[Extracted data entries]

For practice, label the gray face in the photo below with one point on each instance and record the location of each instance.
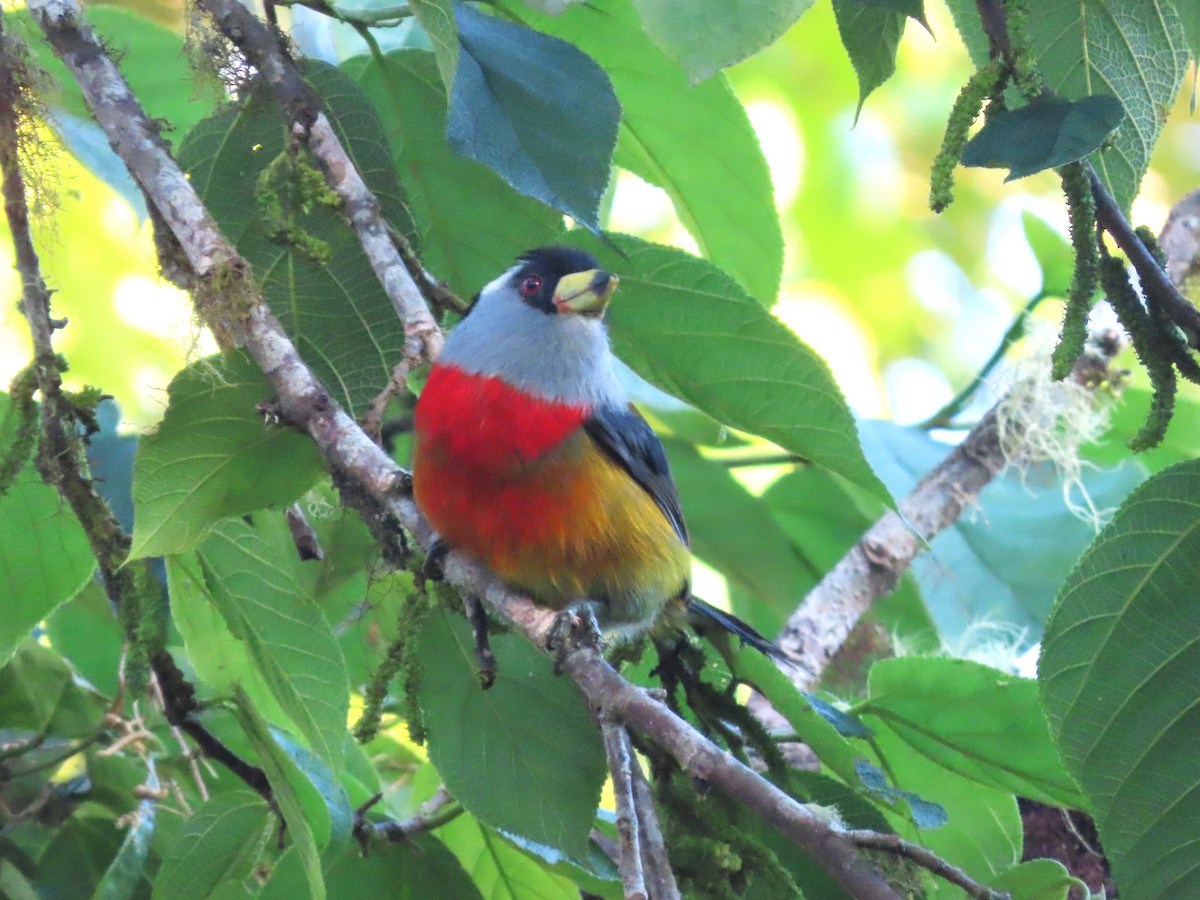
(558, 357)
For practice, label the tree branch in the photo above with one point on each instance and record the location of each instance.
(873, 567)
(927, 859)
(263, 48)
(1158, 288)
(629, 858)
(372, 480)
(435, 813)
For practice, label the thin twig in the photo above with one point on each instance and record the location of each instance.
(629, 859)
(304, 535)
(435, 813)
(1158, 288)
(927, 859)
(371, 479)
(873, 567)
(655, 863)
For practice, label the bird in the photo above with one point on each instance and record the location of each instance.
(529, 456)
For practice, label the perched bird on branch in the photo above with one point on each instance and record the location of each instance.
(529, 456)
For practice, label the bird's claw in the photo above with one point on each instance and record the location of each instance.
(574, 628)
(484, 658)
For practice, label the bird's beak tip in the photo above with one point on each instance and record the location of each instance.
(585, 293)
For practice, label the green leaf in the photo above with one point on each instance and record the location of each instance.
(78, 857)
(499, 870)
(1189, 13)
(685, 139)
(1043, 135)
(283, 778)
(522, 755)
(733, 532)
(437, 18)
(45, 557)
(39, 694)
(1117, 676)
(837, 754)
(597, 874)
(975, 720)
(13, 885)
(707, 37)
(1039, 880)
(871, 36)
(213, 456)
(472, 225)
(687, 327)
(251, 577)
(1133, 49)
(221, 661)
(335, 310)
(1053, 252)
(325, 803)
(537, 111)
(125, 873)
(981, 829)
(221, 841)
(415, 870)
(906, 804)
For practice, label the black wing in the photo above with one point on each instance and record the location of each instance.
(628, 439)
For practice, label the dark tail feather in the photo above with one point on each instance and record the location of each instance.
(702, 613)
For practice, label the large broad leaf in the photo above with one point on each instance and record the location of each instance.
(687, 327)
(318, 282)
(437, 17)
(1119, 683)
(523, 755)
(472, 225)
(221, 841)
(1038, 880)
(87, 633)
(125, 874)
(251, 577)
(287, 784)
(1005, 562)
(709, 36)
(982, 831)
(45, 556)
(1044, 135)
(685, 139)
(499, 870)
(221, 661)
(982, 724)
(1133, 49)
(39, 694)
(537, 111)
(871, 36)
(735, 533)
(213, 456)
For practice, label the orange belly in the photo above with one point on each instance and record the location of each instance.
(568, 526)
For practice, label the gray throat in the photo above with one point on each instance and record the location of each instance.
(562, 358)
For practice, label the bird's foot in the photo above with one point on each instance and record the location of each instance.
(574, 628)
(431, 569)
(484, 658)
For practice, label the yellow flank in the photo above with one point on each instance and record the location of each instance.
(591, 532)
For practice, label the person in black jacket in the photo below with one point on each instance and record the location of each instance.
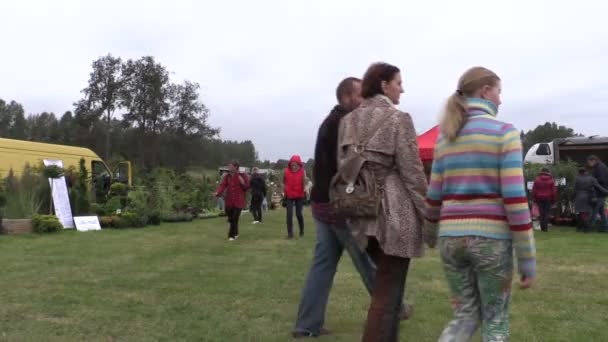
(258, 193)
(333, 234)
(600, 173)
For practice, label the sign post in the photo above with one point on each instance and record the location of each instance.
(61, 199)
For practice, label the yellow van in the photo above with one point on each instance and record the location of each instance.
(15, 154)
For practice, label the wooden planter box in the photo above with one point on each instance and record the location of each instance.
(16, 226)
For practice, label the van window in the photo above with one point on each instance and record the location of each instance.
(102, 179)
(99, 169)
(543, 150)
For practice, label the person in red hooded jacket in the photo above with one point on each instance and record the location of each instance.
(544, 194)
(294, 183)
(233, 187)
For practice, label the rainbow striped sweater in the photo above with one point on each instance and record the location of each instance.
(477, 185)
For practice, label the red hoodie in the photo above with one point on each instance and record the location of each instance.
(544, 188)
(294, 181)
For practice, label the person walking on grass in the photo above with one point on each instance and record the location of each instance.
(294, 184)
(333, 234)
(478, 203)
(599, 171)
(544, 194)
(233, 187)
(587, 190)
(385, 139)
(258, 193)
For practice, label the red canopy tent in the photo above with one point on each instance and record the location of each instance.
(426, 144)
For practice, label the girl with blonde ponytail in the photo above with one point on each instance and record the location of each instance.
(477, 206)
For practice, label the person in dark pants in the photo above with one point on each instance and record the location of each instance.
(600, 173)
(233, 187)
(258, 193)
(544, 193)
(587, 190)
(333, 234)
(294, 183)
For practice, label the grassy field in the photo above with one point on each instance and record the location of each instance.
(185, 282)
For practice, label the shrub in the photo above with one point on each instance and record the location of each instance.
(177, 217)
(154, 218)
(118, 189)
(24, 195)
(46, 224)
(119, 222)
(106, 221)
(129, 220)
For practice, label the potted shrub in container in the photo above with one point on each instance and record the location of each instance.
(22, 200)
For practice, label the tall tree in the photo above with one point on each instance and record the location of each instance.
(145, 97)
(66, 129)
(101, 96)
(546, 133)
(12, 120)
(187, 123)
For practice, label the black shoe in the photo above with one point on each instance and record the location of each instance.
(300, 334)
(406, 313)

Written problem —
Copy exactly, and only, the lines from the one containing "For practice, label the potted" through the last line of the listing.

Worked answer —
For practice, label the potted shrub in container in the photo above with one point on each instance and record the location of each instance.
(22, 200)
For practice, label the tall tree in the photo above with one point on each instance and record the location of each instance.
(145, 97)
(66, 129)
(101, 96)
(546, 133)
(12, 120)
(187, 123)
For practice, label the black shoe in the photo above with one point on each instance and record the location of each instance.
(300, 334)
(406, 313)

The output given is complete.